→ **Written request**
Could you write out the listing below again, swapping every "annotating" for "labeling" and leaving everything else untouched?

════════════════════

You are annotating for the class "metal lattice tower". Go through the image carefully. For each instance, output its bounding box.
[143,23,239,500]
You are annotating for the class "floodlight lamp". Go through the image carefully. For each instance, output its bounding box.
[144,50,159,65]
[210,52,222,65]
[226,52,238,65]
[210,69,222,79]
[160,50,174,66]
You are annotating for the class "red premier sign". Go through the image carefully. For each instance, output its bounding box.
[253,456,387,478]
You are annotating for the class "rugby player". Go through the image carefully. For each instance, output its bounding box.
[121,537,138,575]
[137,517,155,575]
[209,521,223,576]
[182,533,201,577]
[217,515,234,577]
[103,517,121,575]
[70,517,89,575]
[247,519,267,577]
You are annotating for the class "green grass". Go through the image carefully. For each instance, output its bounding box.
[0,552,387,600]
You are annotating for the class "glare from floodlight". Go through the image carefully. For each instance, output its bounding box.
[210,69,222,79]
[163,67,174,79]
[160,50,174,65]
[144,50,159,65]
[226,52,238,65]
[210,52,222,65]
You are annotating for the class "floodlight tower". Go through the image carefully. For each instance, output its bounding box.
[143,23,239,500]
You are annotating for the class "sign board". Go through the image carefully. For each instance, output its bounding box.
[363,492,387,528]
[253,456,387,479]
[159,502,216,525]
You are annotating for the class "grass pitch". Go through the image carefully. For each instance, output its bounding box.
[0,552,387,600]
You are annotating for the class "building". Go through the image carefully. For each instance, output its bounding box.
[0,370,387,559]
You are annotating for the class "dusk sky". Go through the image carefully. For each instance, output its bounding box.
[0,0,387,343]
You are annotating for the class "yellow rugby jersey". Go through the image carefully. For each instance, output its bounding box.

════════════════════

→ **Result of this exercise**
You are labeling for the class "metal lattice tower". Go through the image carefully. For each instance, output its bounding box.
[143,23,239,500]
You are labeling for the class "floodlight lamp". Go through the image carefully. For each instance, output its bounding box.
[144,50,159,65]
[210,52,222,65]
[226,52,238,65]
[210,69,222,79]
[160,50,174,66]
You are labeling for the class "red premier sign". Go through the image carefully. For each instance, output its bounding box.
[253,456,387,478]
You are labeling for the class "rugby player". Go through the image carefully. For each instance, output its bounding box.
[121,537,138,575]
[137,517,155,575]
[209,521,223,576]
[182,533,201,577]
[217,515,234,577]
[103,517,121,575]
[70,517,89,575]
[247,519,267,577]
You are labeling for the class "green grass". Go through the image carefully. For each instance, output its bounding box.
[0,552,387,600]
You are labeling for the class "glare from floodlight". Go through the image carefully. For each instance, output its bounding box.
[210,69,222,79]
[163,67,174,79]
[160,50,174,65]
[144,50,159,65]
[226,52,238,65]
[210,52,222,65]
You are labeling for the class "floodlight tower". Go through the image carefully. For each instance, output its bounding box.
[143,23,239,500]
You are labeling for the class "sign board". Go through the image carefully. For each instance, output its bounding box.
[363,492,387,528]
[253,456,387,479]
[159,502,216,525]
You are labeling for the class "grass pitch". Go through the image carefully. For each instance, output its bounding box.
[0,552,387,600]
You are labeling for the class "building". Go through the image carefully. For each instance, output its bounding box.
[0,370,387,559]
You are labeling for the class "dusk sky". Go through the image carefully. For each instance, output its bounding box.
[0,0,387,343]
You are labeling for the class "yellow rugby jersey". Go through the image carefully. For each instance, output its bounding box.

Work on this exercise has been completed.